# Source:
--- BEGIN ---

Review by Neversmile
The country of Italy should be proud.
The game is presented to the players with an extremely deep storyline continuing from the first game that often times question religion and even life. Think of it as The Da Vinci Code or Angels and Demons made into a game. Ironically Leonardo Da Vinci actually IS in this game and he plays an important role moving the story forward on several occasions. What other game can say that?! The game has a sort of 'swagger' that many other games don't have. Stemming from an original game, with minimal money to work with, this game delivers and impresses putting other games with a higher spending capacity to shame. The story is well written but there are missions and objectives that sometimes get confusing as to the reason why you must do them. You avenge your fathers death early in the game yet . . . you continue to kill the men above him because they are responsible in some confusing way. You continue to do this to the point where your final mission is to the kill the pope!? The game isn't clear cut in its purpose for certain missions at times. Assassin's Creed II takes place in mid 1400's and I'm more then certain that if someone from that time period were able to play this game they would commend the creators for the accuracy of the environments and historical events. Since the game does deal with the past heavily, there are points when the game will make you feel stupid if you don't know your history, which is discouraging to an extent.

--- END ---

Position annotation records:
--- BEGIN ---

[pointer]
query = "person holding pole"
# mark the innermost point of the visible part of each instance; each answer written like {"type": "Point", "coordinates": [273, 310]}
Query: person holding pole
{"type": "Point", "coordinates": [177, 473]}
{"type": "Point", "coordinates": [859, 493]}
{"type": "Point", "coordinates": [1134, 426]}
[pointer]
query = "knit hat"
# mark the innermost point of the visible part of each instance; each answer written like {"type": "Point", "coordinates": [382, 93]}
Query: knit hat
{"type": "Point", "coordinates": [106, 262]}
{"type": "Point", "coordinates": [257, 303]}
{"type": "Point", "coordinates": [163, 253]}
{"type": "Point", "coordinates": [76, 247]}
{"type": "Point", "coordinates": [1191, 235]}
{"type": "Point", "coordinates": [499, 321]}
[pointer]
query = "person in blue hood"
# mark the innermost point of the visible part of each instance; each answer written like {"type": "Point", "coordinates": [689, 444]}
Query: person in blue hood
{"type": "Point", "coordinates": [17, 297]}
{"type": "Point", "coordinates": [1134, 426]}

--- END ---

# Objective 1:
According to the review, in what time period does Assassin's Creed II take place?
# Objective 2:
Explain why, according to the review, the game can make players feel stupid.
# Objective 3:
Decide whether each statement agrees with the review, answering yes or no and quoting the deciding words: (a) Leonardo Da Vinci appears in the game. (b) The purpose of every mission is clear. (c) The storyline carries on from the first game.
Answer from the review alone; the data plays no part.

# Correct result 1:
It takes place in the mid 1400s.

# Correct result 2:
The game deals heavily with the past, so players who don't know their history can be made to feel stupid. The reviewer finds this discouraging to an extent.

# Correct result 3:
(a) Yes: "Leonardo Da Vinci actually IS in this game."
(b) No: "The game isn't clear cut in its purpose for certain missions at times."
(c) Yes: "an extremely deep storyline continuing from the first game."